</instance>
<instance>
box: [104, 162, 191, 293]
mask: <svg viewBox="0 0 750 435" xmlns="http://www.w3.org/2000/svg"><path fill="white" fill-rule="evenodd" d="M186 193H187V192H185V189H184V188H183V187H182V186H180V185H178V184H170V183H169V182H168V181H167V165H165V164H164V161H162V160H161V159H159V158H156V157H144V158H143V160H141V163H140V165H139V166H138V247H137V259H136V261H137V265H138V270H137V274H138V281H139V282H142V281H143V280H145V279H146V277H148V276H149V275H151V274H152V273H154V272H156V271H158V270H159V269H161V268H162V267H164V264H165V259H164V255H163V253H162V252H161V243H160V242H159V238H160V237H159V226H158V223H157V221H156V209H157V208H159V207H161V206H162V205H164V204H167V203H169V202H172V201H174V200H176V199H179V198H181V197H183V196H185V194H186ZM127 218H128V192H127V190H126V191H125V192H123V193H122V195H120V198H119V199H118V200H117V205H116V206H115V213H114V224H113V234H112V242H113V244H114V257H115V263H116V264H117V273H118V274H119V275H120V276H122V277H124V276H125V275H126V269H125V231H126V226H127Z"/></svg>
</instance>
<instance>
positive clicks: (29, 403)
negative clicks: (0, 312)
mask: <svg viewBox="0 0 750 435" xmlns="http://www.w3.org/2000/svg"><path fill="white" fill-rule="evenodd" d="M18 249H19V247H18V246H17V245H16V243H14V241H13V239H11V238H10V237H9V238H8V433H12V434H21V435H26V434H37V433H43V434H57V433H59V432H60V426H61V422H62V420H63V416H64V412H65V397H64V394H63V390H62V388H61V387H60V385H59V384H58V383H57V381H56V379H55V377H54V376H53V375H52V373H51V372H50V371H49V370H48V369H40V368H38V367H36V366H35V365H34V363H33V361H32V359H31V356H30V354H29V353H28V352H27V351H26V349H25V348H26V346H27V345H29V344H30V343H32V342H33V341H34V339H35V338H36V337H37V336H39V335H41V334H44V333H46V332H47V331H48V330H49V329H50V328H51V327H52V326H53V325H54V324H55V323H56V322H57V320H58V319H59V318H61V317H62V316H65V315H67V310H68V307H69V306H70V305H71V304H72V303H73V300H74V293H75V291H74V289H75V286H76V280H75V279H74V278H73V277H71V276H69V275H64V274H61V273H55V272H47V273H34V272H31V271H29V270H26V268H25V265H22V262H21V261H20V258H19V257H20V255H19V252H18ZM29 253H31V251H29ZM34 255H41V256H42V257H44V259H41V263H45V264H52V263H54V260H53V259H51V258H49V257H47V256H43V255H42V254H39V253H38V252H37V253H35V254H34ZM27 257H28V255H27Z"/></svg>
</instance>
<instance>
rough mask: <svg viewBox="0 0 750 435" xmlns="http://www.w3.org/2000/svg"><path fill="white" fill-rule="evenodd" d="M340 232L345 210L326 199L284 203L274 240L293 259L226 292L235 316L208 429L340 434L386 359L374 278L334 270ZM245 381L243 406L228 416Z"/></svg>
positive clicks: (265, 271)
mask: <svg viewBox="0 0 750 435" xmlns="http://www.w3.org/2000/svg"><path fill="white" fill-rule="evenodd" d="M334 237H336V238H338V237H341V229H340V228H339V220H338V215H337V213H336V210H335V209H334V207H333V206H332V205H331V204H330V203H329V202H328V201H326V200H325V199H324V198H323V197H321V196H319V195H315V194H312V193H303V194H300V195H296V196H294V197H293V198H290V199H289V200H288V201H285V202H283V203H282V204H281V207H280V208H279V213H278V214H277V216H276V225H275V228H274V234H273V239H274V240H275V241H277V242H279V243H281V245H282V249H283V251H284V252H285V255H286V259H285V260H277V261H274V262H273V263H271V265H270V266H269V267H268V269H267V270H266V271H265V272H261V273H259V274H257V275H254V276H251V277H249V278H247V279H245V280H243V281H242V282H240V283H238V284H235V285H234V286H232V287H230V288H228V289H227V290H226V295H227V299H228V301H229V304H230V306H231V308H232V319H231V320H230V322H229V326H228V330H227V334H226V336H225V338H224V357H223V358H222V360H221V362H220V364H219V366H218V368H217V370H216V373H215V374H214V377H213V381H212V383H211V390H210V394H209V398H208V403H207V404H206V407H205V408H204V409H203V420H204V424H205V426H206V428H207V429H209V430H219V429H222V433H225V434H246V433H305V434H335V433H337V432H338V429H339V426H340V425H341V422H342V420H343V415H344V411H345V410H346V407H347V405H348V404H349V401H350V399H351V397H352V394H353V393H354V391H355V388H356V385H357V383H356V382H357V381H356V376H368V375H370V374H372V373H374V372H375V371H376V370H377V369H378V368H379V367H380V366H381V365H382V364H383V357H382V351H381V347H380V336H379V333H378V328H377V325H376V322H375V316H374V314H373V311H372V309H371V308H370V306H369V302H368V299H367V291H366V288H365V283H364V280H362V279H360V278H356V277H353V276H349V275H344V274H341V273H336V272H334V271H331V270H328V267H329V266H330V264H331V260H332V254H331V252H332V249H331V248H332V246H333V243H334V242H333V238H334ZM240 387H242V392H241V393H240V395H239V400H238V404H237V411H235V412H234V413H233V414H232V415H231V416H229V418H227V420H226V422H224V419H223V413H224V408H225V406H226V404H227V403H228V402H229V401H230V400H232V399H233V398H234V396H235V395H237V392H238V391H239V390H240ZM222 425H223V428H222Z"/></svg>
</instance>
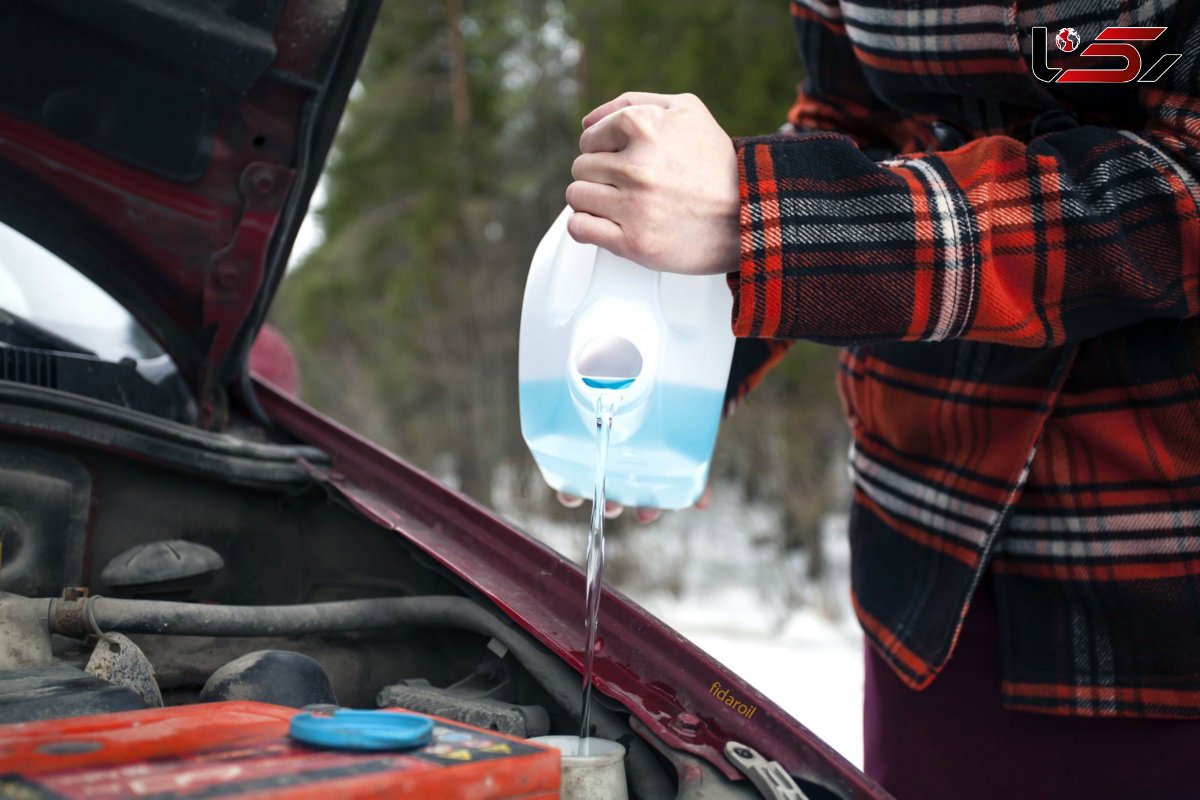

= = = = =

> WHAT YOU HAVE TO DO
Copy the records above exactly, leaving out every picture.

> SOLUTION FOR THIS EXERCISE
</instance>
<instance>
box: [104, 162, 191, 293]
mask: <svg viewBox="0 0 750 435" xmlns="http://www.w3.org/2000/svg"><path fill="white" fill-rule="evenodd" d="M186 193H187V192H185V189H184V188H183V187H182V186H180V185H178V184H170V183H169V182H168V181H167V165H165V164H164V161H162V160H161V159H159V158H156V157H144V158H143V160H141V163H140V165H139V166H138V247H137V259H136V261H137V265H138V270H137V274H138V281H139V282H142V281H143V280H145V279H146V277H148V276H149V275H151V274H152V273H154V272H156V271H158V270H159V269H161V268H162V267H164V264H165V259H164V255H163V253H162V252H161V243H160V242H159V238H160V237H159V226H158V223H157V221H156V209H157V208H159V207H161V206H162V205H164V204H167V203H169V202H172V201H174V200H176V199H179V198H181V197H183V196H185V194H186ZM127 218H128V192H127V190H126V191H125V192H123V193H122V195H120V198H119V199H118V200H117V205H116V206H115V213H114V224H113V234H112V242H113V244H114V257H115V263H116V264H117V273H118V274H119V275H120V276H122V277H124V276H125V275H126V269H125V231H126V226H127Z"/></svg>
</instance>
<instance>
positive clicks: (29, 403)
negative clicks: (0, 312)
mask: <svg viewBox="0 0 750 435" xmlns="http://www.w3.org/2000/svg"><path fill="white" fill-rule="evenodd" d="M18 249H19V247H18V246H17V245H16V243H14V241H13V239H11V238H10V237H9V238H8V433H12V434H21V435H26V434H37V433H43V434H57V433H59V432H60V426H61V422H62V420H63V416H64V412H65V397H64V394H63V390H62V388H61V387H60V385H59V384H58V383H57V381H56V379H55V377H54V376H53V375H52V373H51V372H50V371H49V370H48V369H40V368H38V367H36V366H35V365H34V363H33V361H32V359H31V356H30V354H29V353H28V352H27V351H26V349H25V348H26V346H27V345H29V344H30V343H32V342H33V341H34V339H35V338H36V337H37V336H39V335H41V334H44V333H46V332H47V331H48V330H49V329H50V328H51V327H52V326H53V325H54V324H55V323H56V322H57V320H58V319H59V318H61V317H62V316H65V315H67V310H68V307H69V306H70V305H71V304H72V303H73V300H74V293H75V291H74V289H75V286H76V280H75V279H74V278H73V277H71V276H69V275H64V274H61V273H55V272H47V273H34V272H31V271H29V270H26V268H25V265H22V262H21V261H20V258H19V257H20V255H19V252H18ZM29 253H31V251H29ZM34 255H41V256H42V257H44V259H41V263H45V264H52V263H54V260H53V259H51V258H49V257H47V256H43V255H42V254H39V253H38V252H37V253H35V254H34ZM27 257H28V255H27Z"/></svg>
</instance>
<instance>
rough mask: <svg viewBox="0 0 750 435" xmlns="http://www.w3.org/2000/svg"><path fill="white" fill-rule="evenodd" d="M340 232L345 210L326 199L284 203L274 240L293 259L226 292L235 316L208 429L340 434L386 359L374 278L334 270ZM245 381L243 406L228 416Z"/></svg>
positive clicks: (265, 271)
mask: <svg viewBox="0 0 750 435" xmlns="http://www.w3.org/2000/svg"><path fill="white" fill-rule="evenodd" d="M334 237H336V238H338V237H341V229H340V228H339V220H338V215H337V213H336V210H335V209H334V207H333V206H332V205H331V204H330V203H329V202H328V201H326V200H325V199H324V198H323V197H321V196H319V195H315V194H312V193H303V194H300V195H296V196H294V197H293V198H290V199H289V200H288V201H285V202H283V203H282V204H281V207H280V208H279V213H278V214H277V216H276V225H275V228H274V234H273V239H274V240H275V241H277V242H279V243H281V245H282V249H283V251H284V252H285V255H286V259H285V260H277V261H274V262H273V263H271V265H270V266H269V267H268V269H267V270H266V271H265V272H261V273H259V274H257V275H254V276H251V277H249V278H247V279H245V280H243V281H242V282H240V283H238V284H235V285H234V286H232V287H230V288H228V289H227V290H226V295H227V299H228V301H229V304H230V306H231V308H232V319H231V320H230V322H229V326H228V330H227V334H226V336H225V338H224V357H223V358H222V360H221V362H220V364H219V366H218V368H217V370H216V373H215V374H214V377H213V381H212V383H211V390H210V394H209V398H208V403H207V404H206V407H205V408H204V409H203V420H204V424H205V426H206V428H207V429H209V430H219V429H222V433H225V434H246V433H305V434H335V433H337V432H338V429H339V426H340V425H341V422H342V420H343V415H344V411H345V410H346V407H347V405H348V404H349V401H350V399H351V397H352V394H353V393H354V391H355V388H356V385H357V383H356V382H357V381H356V376H368V375H370V374H372V373H374V372H375V371H376V370H377V369H378V368H379V367H380V366H381V365H382V364H383V357H382V351H381V347H380V336H379V333H378V328H377V325H376V322H375V316H374V314H373V311H372V309H371V308H370V306H369V302H368V299H367V291H366V288H365V283H364V280H362V279H360V278H356V277H353V276H349V275H344V274H341V273H336V272H334V271H331V270H328V267H329V266H330V264H331V260H332V254H331V252H332V249H331V248H332V246H333V243H334V242H333V238H334ZM240 387H242V392H241V393H240V395H239V400H238V404H237V411H235V412H234V413H233V414H232V415H231V416H229V418H227V420H226V422H224V419H223V413H224V408H225V406H226V404H227V403H228V402H229V401H230V400H232V399H233V398H234V396H235V395H237V392H238V391H239V390H240ZM222 425H223V428H222Z"/></svg>
</instance>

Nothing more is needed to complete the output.